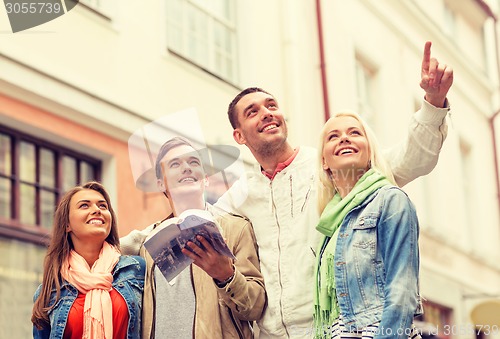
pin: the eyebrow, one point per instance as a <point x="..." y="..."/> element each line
<point x="86" y="200"/>
<point x="191" y="157"/>
<point x="349" y="129"/>
<point x="255" y="103"/>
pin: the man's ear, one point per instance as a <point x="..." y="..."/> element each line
<point x="325" y="165"/>
<point x="238" y="136"/>
<point x="161" y="185"/>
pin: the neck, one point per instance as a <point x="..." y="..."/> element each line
<point x="179" y="204"/>
<point x="270" y="160"/>
<point x="89" y="251"/>
<point x="344" y="181"/>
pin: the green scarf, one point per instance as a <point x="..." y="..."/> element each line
<point x="326" y="308"/>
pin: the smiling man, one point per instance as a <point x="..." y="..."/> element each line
<point x="279" y="195"/>
<point x="215" y="297"/>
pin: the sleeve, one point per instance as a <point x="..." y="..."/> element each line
<point x="245" y="294"/>
<point x="43" y="333"/>
<point x="132" y="242"/>
<point x="233" y="198"/>
<point x="397" y="234"/>
<point x="418" y="154"/>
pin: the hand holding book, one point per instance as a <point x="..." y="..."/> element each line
<point x="198" y="230"/>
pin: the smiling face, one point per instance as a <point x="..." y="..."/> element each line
<point x="182" y="172"/>
<point x="89" y="218"/>
<point x="261" y="125"/>
<point x="345" y="147"/>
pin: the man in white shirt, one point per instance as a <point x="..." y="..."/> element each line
<point x="280" y="196"/>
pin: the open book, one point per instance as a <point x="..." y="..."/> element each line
<point x="168" y="239"/>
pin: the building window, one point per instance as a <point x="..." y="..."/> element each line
<point x="438" y="318"/>
<point x="33" y="175"/>
<point x="101" y="7"/>
<point x="364" y="87"/>
<point x="203" y="32"/>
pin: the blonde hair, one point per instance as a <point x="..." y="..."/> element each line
<point x="326" y="189"/>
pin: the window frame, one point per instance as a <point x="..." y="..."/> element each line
<point x="209" y="63"/>
<point x="13" y="227"/>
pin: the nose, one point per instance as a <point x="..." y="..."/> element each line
<point x="186" y="167"/>
<point x="266" y="113"/>
<point x="96" y="209"/>
<point x="344" y="138"/>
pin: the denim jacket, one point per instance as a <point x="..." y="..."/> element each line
<point x="377" y="264"/>
<point x="128" y="280"/>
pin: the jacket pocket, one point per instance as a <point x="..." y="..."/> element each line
<point x="364" y="234"/>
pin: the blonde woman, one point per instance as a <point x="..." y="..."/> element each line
<point x="368" y="260"/>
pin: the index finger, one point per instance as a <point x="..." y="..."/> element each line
<point x="427" y="56"/>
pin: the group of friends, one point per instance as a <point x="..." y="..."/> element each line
<point x="326" y="243"/>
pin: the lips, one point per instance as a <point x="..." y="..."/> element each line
<point x="96" y="221"/>
<point x="188" y="179"/>
<point x="346" y="150"/>
<point x="269" y="127"/>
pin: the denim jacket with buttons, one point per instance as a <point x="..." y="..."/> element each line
<point x="377" y="264"/>
<point x="128" y="280"/>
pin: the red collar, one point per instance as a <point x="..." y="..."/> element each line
<point x="282" y="165"/>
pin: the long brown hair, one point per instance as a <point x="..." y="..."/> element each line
<point x="59" y="249"/>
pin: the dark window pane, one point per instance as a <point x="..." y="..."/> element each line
<point x="5" y="198"/>
<point x="27" y="207"/>
<point x="47" y="168"/>
<point x="21" y="267"/>
<point x="27" y="162"/>
<point x="86" y="172"/>
<point x="69" y="173"/>
<point x="5" y="155"/>
<point x="47" y="207"/>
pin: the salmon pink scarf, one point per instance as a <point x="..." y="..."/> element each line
<point x="95" y="282"/>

What you have to do: Go through the entries above and print each one exactly, minus the pictures.

Output for this exercise:
pin: the eyebrow, one point per instance as a <point x="..." y="..."/> element each line
<point x="86" y="200"/>
<point x="191" y="157"/>
<point x="349" y="129"/>
<point x="255" y="103"/>
pin: the man's ear, one point per instance as a <point x="..." y="..."/> element each line
<point x="325" y="165"/>
<point x="238" y="136"/>
<point x="161" y="185"/>
pin: the neck, one point per instance as a <point x="..." y="..."/> element each line
<point x="179" y="204"/>
<point x="270" y="160"/>
<point x="89" y="251"/>
<point x="344" y="181"/>
pin: the green scarf, one point per instance as a <point x="..." y="..."/> element each line
<point x="326" y="308"/>
pin: the smiling man, one point per instance as a <point x="..." y="..."/> element each line
<point x="279" y="195"/>
<point x="215" y="297"/>
pin: the sleeve, one point per instance as a <point x="..." y="..."/> element each line
<point x="245" y="294"/>
<point x="43" y="333"/>
<point x="132" y="242"/>
<point x="233" y="198"/>
<point x="397" y="234"/>
<point x="418" y="154"/>
pin: the hand holding book, one point per instance as a <point x="..." y="..."/> element each line
<point x="198" y="230"/>
pin: the smiling face, one point per instance as a <point x="..." y="..."/> element each line
<point x="182" y="172"/>
<point x="89" y="218"/>
<point x="261" y="125"/>
<point x="345" y="147"/>
pin: the man in white shirt, one point per instance as a <point x="..." y="..."/> element each line
<point x="280" y="196"/>
pin: the open book, one point per instance as a <point x="..." y="..."/> element each line
<point x="168" y="239"/>
pin: the building window, one point per instance as a <point x="..." y="..."/> element each line
<point x="438" y="318"/>
<point x="33" y="175"/>
<point x="101" y="7"/>
<point x="364" y="87"/>
<point x="203" y="32"/>
pin: the blonde hair, one point per instance as a <point x="..." y="..."/> element each line
<point x="326" y="189"/>
pin: the window frame, one point per instance as a <point x="..." y="..."/> element each line
<point x="209" y="63"/>
<point x="13" y="227"/>
pin: the nose, one point per instance as a <point x="..." y="..."/> element each line
<point x="186" y="167"/>
<point x="266" y="113"/>
<point x="96" y="209"/>
<point x="344" y="138"/>
pin: the denim jacket, one point per instance as a <point x="..." y="..."/> element each line
<point x="377" y="264"/>
<point x="128" y="280"/>
pin: the jacket pocket, one point per instance as a <point x="..." y="..."/> element each line
<point x="364" y="234"/>
pin: the blonde woman, one point per instance as a <point x="..." y="..."/> element each line
<point x="368" y="260"/>
pin: the index finger, one point per instance as a <point x="..." y="..."/> element each line
<point x="427" y="56"/>
pin: the group of friends, one point per instance as a <point x="..." y="..."/> element each line
<point x="326" y="243"/>
pin: the lips, one point per instance as a <point x="..." y="..."/> element each line
<point x="96" y="221"/>
<point x="188" y="179"/>
<point x="346" y="150"/>
<point x="269" y="127"/>
pin: the denim jacket with buttons, one point per instance as a <point x="..." y="..."/> element each line
<point x="377" y="264"/>
<point x="128" y="280"/>
pin: the red collar, one point per instance as a <point x="..." y="..."/> element each line
<point x="282" y="165"/>
pin: the long brown hair, one point per instance as a <point x="..." y="..."/> element each line
<point x="59" y="249"/>
pin: the dark window pane, one point per instance as a <point x="..." y="..."/> element each line
<point x="5" y="198"/>
<point x="27" y="207"/>
<point x="47" y="168"/>
<point x="21" y="267"/>
<point x="27" y="162"/>
<point x="86" y="172"/>
<point x="69" y="173"/>
<point x="5" y="155"/>
<point x="47" y="207"/>
pin: the salmon pink scarf, one point per instance as a <point x="..." y="..."/> element each line
<point x="95" y="282"/>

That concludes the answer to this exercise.